• WRITTEN REQUEST: Replace "dark office tower" with "glass office tower" in each of the lines below, keep everything else unchanged, and omit the pictures.

++++ THE DATA ++++

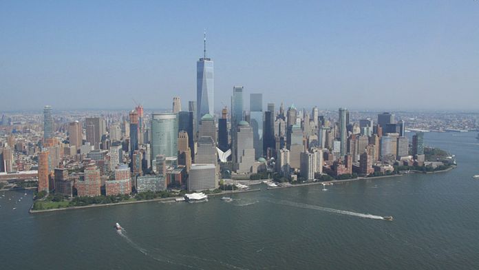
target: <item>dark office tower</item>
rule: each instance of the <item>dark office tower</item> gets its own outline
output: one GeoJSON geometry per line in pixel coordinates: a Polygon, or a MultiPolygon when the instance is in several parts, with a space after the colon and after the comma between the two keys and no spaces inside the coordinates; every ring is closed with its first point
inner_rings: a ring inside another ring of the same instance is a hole
{"type": "Polygon", "coordinates": [[[138,143],[139,144],[143,144],[145,143],[145,138],[144,138],[144,133],[145,133],[145,123],[143,123],[143,106],[141,105],[138,105],[135,107],[135,110],[136,110],[136,113],[138,114],[138,143]]]}
{"type": "Polygon", "coordinates": [[[416,132],[412,136],[412,154],[424,154],[424,133],[416,132]]]}
{"type": "Polygon", "coordinates": [[[205,114],[213,114],[214,83],[213,64],[206,57],[206,34],[204,33],[204,49],[203,57],[196,62],[196,105],[197,116],[199,118],[205,114]]]}
{"type": "Polygon", "coordinates": [[[81,125],[80,122],[70,122],[68,124],[68,138],[70,145],[74,145],[79,149],[82,145],[81,125]]]}
{"type": "Polygon", "coordinates": [[[52,118],[52,106],[46,105],[43,108],[43,138],[50,138],[52,136],[53,118],[52,118]]]}
{"type": "Polygon", "coordinates": [[[405,128],[406,128],[406,127],[405,127],[406,125],[404,123],[404,121],[403,120],[400,121],[399,122],[398,122],[398,123],[396,125],[398,125],[399,126],[399,136],[404,137],[405,136],[404,133],[405,132],[405,128]]]}
{"type": "MultiPolygon", "coordinates": [[[[178,112],[178,132],[184,131],[188,134],[188,145],[191,149],[195,149],[193,114],[194,112],[178,112]]],[[[191,151],[191,158],[193,155],[194,153],[191,151]]]]}
{"type": "Polygon", "coordinates": [[[296,107],[295,105],[291,105],[291,107],[288,109],[288,121],[286,121],[286,126],[290,127],[293,125],[296,125],[296,117],[297,116],[298,112],[296,110],[296,107]]]}
{"type": "Polygon", "coordinates": [[[346,126],[348,126],[350,124],[350,114],[348,110],[346,110],[346,126]]]}
{"type": "Polygon", "coordinates": [[[385,126],[383,127],[383,133],[400,133],[401,127],[398,124],[386,124],[385,126]]]}
{"type": "Polygon", "coordinates": [[[381,125],[383,129],[386,127],[387,124],[395,124],[394,114],[390,112],[383,112],[378,114],[378,125],[381,125]]]}
{"type": "Polygon", "coordinates": [[[181,111],[181,99],[180,96],[173,98],[173,113],[176,114],[181,111]]]}
{"type": "Polygon", "coordinates": [[[279,114],[278,115],[278,118],[280,118],[284,121],[286,120],[286,117],[285,115],[286,112],[284,112],[284,104],[283,103],[281,103],[281,105],[279,105],[279,114]]]}
{"type": "MultiPolygon", "coordinates": [[[[190,140],[195,141],[196,138],[196,132],[198,131],[198,117],[196,116],[196,101],[188,101],[188,110],[193,112],[193,117],[191,120],[193,121],[193,136],[190,138],[190,140]]],[[[191,148],[193,149],[193,148],[191,148]]],[[[191,151],[194,152],[194,151],[191,151]]]]}
{"type": "Polygon", "coordinates": [[[129,156],[131,158],[135,150],[138,149],[138,114],[136,110],[129,113],[130,116],[130,142],[129,156]]]}
{"type": "Polygon", "coordinates": [[[341,141],[341,156],[344,156],[347,154],[348,145],[346,140],[348,138],[347,118],[348,110],[339,108],[339,141],[341,141]]]}
{"type": "Polygon", "coordinates": [[[229,149],[228,143],[228,109],[223,108],[221,118],[218,121],[218,148],[222,152],[229,149]]]}
{"type": "Polygon", "coordinates": [[[255,158],[263,157],[263,94],[250,95],[250,125],[253,129],[255,158]]]}
{"type": "Polygon", "coordinates": [[[85,121],[87,142],[94,146],[95,149],[99,149],[101,137],[105,133],[105,120],[102,117],[89,117],[85,121]]]}
{"type": "Polygon", "coordinates": [[[275,149],[274,113],[271,111],[264,112],[264,129],[263,129],[263,152],[266,153],[268,148],[275,149]],[[273,121],[273,125],[272,122],[273,121]]]}
{"type": "Polygon", "coordinates": [[[215,118],[211,114],[206,114],[201,118],[198,138],[202,136],[210,136],[216,143],[216,125],[215,118]]]}
{"type": "Polygon", "coordinates": [[[235,134],[238,123],[244,120],[243,118],[243,87],[233,87],[231,96],[231,134],[235,134]]]}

++++

• OUTPUT FOR THIS EXERCISE:
target: <item>glass office tower</item>
rule: each instance of the <item>glass office tower</item> gets its own outline
output: one GeoJSON geometry per line in pixel coordinates: a Polygon, or a MultiPolygon when the instance is in several parts, with a space after the colon and after the comma between the two keys and no spaces inside the coordinates; every ring is closed with its first point
inner_rings: a ring inside another ring of the same instance is a hole
{"type": "Polygon", "coordinates": [[[138,143],[139,144],[143,144],[145,143],[145,138],[144,138],[144,133],[145,133],[145,123],[143,123],[143,106],[141,105],[138,105],[135,107],[135,110],[136,110],[136,113],[138,114],[138,143]]]}
{"type": "Polygon", "coordinates": [[[416,132],[412,136],[412,154],[424,154],[424,133],[416,132]]]}
{"type": "Polygon", "coordinates": [[[205,114],[213,114],[214,83],[213,64],[206,57],[206,34],[204,33],[204,49],[203,57],[196,62],[196,105],[197,116],[199,118],[205,114]]]}
{"type": "Polygon", "coordinates": [[[81,125],[80,122],[70,122],[68,124],[68,138],[70,145],[74,145],[79,149],[82,145],[81,125]]]}
{"type": "Polygon", "coordinates": [[[52,118],[52,106],[46,105],[43,108],[43,138],[50,138],[52,136],[53,118],[52,118]]]}
{"type": "Polygon", "coordinates": [[[405,128],[406,128],[406,127],[405,127],[406,125],[404,123],[404,121],[403,120],[400,121],[399,122],[398,122],[398,123],[396,125],[398,125],[399,126],[399,136],[404,137],[405,136],[404,133],[405,132],[405,128]]]}
{"type": "MultiPolygon", "coordinates": [[[[178,112],[178,132],[184,131],[188,134],[188,145],[191,149],[195,149],[193,114],[194,112],[178,112]]],[[[191,151],[191,158],[193,155],[194,153],[191,151]]]]}
{"type": "Polygon", "coordinates": [[[296,107],[295,105],[291,105],[291,107],[288,109],[288,121],[286,121],[286,126],[290,127],[293,125],[296,125],[296,117],[297,116],[298,112],[296,110],[296,107]]]}
{"type": "Polygon", "coordinates": [[[346,126],[348,126],[350,124],[350,114],[348,110],[346,110],[346,126]]]}
{"type": "Polygon", "coordinates": [[[385,126],[383,127],[383,133],[400,133],[401,127],[398,124],[386,124],[385,126]]]}
{"type": "Polygon", "coordinates": [[[381,125],[383,129],[386,127],[387,124],[395,124],[394,114],[390,112],[383,112],[378,114],[378,125],[381,125]]]}
{"type": "Polygon", "coordinates": [[[181,111],[181,99],[180,96],[173,98],[173,113],[176,114],[181,111]]]}
{"type": "Polygon", "coordinates": [[[279,114],[278,115],[278,118],[280,118],[284,121],[286,120],[286,117],[285,115],[286,112],[284,112],[284,104],[283,103],[281,103],[281,105],[279,105],[279,114]]]}
{"type": "MultiPolygon", "coordinates": [[[[190,140],[195,141],[196,138],[196,132],[198,131],[198,117],[196,116],[196,101],[188,101],[188,110],[193,112],[193,117],[191,120],[193,121],[193,136],[190,138],[190,140]]],[[[191,148],[193,149],[193,148],[191,148]]],[[[191,151],[194,152],[194,151],[191,151]]]]}
{"type": "Polygon", "coordinates": [[[129,156],[131,158],[135,150],[138,149],[138,114],[136,110],[129,113],[130,116],[130,142],[129,156]]]}
{"type": "Polygon", "coordinates": [[[341,141],[341,156],[344,156],[347,154],[348,145],[346,140],[348,138],[347,118],[348,110],[339,108],[339,141],[341,141]]]}
{"type": "Polygon", "coordinates": [[[229,149],[228,143],[228,109],[223,108],[221,118],[218,121],[218,148],[222,152],[229,149]]]}
{"type": "Polygon", "coordinates": [[[255,158],[263,157],[263,94],[250,95],[250,125],[253,129],[255,158]]]}
{"type": "Polygon", "coordinates": [[[85,121],[87,142],[94,146],[95,149],[99,149],[101,137],[105,133],[105,120],[102,117],[89,117],[85,121]]]}
{"type": "Polygon", "coordinates": [[[275,149],[274,113],[271,111],[264,112],[264,129],[263,129],[263,152],[266,153],[268,148],[275,149]],[[273,121],[273,125],[272,122],[273,121]]]}
{"type": "Polygon", "coordinates": [[[215,118],[211,114],[206,114],[201,118],[198,138],[202,136],[210,136],[216,143],[216,125],[215,118]]]}
{"type": "Polygon", "coordinates": [[[235,134],[238,123],[244,120],[243,118],[243,87],[233,87],[231,96],[231,134],[235,134]]]}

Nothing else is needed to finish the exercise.